Reproduce, word for word, everything in the article on local speech recognition from "Flipping speech inference" down to "generic speech recognition.".

| Given text |
- - - - -

It’s Time for Local Speech Recognition

Creating an offline voice-enabled timer with Electron & Vue

David Bartle
Picovoice
5 min readMay 21, 2021

--

Smart devices are surprisingly dumb at voice recognition; to understand our commands, they merely pipe microphone data to a technology giant’s data center for processing. This creates uncomfortable privacy implications of a direct microphone connection from a private residence to a massive corporation. Smart home skills are useful, so what if we could recreate that experience locally, and keep our sensitive data to ourselves?

The voice timer lights up after hearing the wake word (“Computer”) then processes “Start a timer for three minutes and two seconds”

A voice-controlled timer is a great smart home skill to have around. In the kitchen, you may have your hands occupied, or covered in flour. Let’s build a proof-of-concept timer app with Electron and Vue using offline Voice AI-powered locally by WebAssembly, instead of a cloud API. A kitchen timer doesn’t need to tell you jokes, order toothpaste, or tell you fun facts, but making it work offline is a win for robustness and privacy.

Flipping speech inference upside-down

In the current cloud-powered status quo, processing naturally-spoken sentences typically requires anticipating every possible word and phrase in a language, outputting it to text, then deciphering the free-form text to infer meaning.

Speech-to-Intent is the reverse approach: create a hyper-specialized voice model that by default understands nothing, then define the grammar that solves a particular problem (e.g., a kitchen timer). It’s intuitive as to why this focused approach can provide dramatic improvements over using generic speech recognition.

The Picovoice Rhino Speech-to-Intent engine combines this “from scratch” strategy with extreme efficiency to provide full voice models that require very low RAM and CPU usage (they even run on microcontrollers). Building a bespoke voice model sounds daunting, but it’s actually about as straightforward as building an Alexa Skill; transfer learning techniques mean no audio training data stage is necessary, just textual descriptions of the words and phrases and grammar to tie them all together.

- - - - -

Point labeling examples

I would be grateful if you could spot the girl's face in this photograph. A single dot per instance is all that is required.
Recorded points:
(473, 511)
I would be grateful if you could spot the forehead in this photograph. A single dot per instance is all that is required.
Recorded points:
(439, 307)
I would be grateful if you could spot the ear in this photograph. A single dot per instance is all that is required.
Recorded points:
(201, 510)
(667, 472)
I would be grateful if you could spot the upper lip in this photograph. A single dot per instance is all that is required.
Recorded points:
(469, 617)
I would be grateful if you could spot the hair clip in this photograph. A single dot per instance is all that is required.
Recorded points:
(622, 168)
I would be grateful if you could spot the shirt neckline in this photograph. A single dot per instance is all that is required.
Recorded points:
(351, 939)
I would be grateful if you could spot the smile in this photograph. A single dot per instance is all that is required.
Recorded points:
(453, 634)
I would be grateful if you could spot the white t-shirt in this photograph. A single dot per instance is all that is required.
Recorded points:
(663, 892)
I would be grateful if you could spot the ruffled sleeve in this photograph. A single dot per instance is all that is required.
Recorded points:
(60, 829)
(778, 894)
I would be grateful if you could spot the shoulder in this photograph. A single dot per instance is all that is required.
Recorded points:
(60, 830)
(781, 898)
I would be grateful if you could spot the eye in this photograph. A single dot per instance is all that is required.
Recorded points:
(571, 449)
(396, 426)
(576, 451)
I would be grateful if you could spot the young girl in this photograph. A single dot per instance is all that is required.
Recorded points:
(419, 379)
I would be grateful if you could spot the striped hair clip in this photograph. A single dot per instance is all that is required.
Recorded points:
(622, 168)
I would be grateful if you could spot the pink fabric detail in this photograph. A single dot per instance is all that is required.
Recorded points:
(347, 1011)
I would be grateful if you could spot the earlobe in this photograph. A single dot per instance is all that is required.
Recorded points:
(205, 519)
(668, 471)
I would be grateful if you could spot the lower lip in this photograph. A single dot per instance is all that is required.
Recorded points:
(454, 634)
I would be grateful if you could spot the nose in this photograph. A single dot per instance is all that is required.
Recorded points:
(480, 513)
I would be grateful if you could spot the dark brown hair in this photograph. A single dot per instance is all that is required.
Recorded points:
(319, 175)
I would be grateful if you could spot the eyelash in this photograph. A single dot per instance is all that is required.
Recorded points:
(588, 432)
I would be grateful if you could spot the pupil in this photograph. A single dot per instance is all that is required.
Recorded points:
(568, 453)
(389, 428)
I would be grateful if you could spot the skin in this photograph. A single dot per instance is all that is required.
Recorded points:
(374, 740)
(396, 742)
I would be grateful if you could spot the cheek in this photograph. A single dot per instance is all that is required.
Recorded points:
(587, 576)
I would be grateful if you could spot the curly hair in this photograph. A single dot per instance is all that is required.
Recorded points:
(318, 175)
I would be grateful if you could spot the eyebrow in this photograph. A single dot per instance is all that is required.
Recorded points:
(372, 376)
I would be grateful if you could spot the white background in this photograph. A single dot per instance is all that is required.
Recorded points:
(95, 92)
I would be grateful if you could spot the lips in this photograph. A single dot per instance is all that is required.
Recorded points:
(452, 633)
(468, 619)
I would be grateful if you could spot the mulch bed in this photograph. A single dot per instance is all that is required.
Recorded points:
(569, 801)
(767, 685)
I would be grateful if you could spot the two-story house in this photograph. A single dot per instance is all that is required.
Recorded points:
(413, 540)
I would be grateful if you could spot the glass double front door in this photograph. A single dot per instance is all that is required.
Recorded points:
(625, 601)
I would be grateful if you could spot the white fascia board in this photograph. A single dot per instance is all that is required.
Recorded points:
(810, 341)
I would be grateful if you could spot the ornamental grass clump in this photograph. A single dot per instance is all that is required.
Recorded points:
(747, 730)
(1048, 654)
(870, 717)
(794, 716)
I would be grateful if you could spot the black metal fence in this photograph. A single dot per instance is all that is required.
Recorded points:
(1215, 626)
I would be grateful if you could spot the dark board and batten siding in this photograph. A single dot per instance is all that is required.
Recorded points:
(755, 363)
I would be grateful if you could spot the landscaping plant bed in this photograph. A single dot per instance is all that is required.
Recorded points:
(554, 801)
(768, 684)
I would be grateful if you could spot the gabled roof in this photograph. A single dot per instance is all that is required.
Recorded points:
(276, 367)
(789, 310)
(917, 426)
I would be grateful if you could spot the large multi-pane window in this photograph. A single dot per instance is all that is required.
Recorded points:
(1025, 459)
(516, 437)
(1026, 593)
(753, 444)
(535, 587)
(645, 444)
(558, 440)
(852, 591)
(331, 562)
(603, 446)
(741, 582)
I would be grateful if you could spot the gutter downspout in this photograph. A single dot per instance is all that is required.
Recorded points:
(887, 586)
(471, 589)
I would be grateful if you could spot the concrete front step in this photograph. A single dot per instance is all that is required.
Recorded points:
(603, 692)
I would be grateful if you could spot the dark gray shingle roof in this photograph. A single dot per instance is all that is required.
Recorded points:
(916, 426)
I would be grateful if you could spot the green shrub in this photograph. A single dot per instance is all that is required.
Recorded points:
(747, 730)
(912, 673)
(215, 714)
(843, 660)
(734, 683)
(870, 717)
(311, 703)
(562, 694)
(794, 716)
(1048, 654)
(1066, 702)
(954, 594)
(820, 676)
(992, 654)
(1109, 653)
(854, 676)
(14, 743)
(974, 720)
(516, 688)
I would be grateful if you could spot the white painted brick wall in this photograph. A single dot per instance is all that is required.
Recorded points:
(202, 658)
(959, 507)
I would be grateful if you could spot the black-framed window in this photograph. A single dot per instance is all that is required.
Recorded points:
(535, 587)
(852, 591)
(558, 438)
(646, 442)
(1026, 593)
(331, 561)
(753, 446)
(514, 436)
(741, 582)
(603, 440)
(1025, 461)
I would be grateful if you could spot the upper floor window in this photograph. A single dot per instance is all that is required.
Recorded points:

- - - - -

| Output |
Flipping speech inference upside-down

In the current cloud-powered status quo, processing naturally-spoken sentences typically requires anticipating every possible word and phrase in a language, outputting it to text, then deciphering the free-form text to infer meaning.

Speech-to-Intent is the reverse approach: create a hyper-specialized voice model that by default understands nothing, then define the grammar that solves a particular problem (e.g., a kitchen timer). It’s intuitive as to why this focused approach can provide dramatic improvements over using generic speech recognition.